[What is needed]
Copy out all of the lines below word for word, leaving out the pictures.

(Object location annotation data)
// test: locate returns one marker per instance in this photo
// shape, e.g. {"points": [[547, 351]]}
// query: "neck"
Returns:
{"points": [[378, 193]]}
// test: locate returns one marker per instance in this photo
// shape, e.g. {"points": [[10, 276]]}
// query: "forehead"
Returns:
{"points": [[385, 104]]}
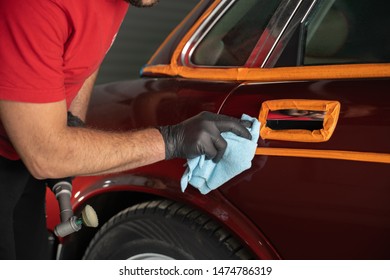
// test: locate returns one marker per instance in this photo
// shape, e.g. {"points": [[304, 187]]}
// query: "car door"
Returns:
{"points": [[318, 187]]}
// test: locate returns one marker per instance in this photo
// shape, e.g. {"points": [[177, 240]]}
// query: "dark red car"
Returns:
{"points": [[316, 74]]}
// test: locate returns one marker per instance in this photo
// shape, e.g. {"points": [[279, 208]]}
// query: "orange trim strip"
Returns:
{"points": [[331, 109], [325, 154]]}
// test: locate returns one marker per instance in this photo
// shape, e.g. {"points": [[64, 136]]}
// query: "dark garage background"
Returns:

[Finished task]
// test: locate returns one marker per instance in this photo
// shape, e.g. {"points": [[547, 351]]}
// query: "neck"
Returns:
{"points": [[378, 193]]}
// test: locate returns one marker per instance in this photo
// shape, e.g. {"points": [[10, 276]]}
// query: "forehead"
Returns:
{"points": [[385, 104]]}
// test: locate returns one marker per instance in this photo
// shape, e.g. {"points": [[304, 187]]}
// query: "car door"
Returns:
{"points": [[318, 187]]}
// test: locate returns one marker per instance in this photo
// shape, e.g. {"points": [[177, 240]]}
// query: "dark red car"
Returns:
{"points": [[316, 74]]}
// test: locate returns one marker per instance in this photo
// shape, e.g. {"points": [[279, 208]]}
// query: "orange trim strip"
Returns:
{"points": [[331, 109], [325, 154]]}
// test: locate returns one marker per instance in this photo
// shape, e.g. {"points": [[64, 136]]}
// query: "dark garage background"
Returns:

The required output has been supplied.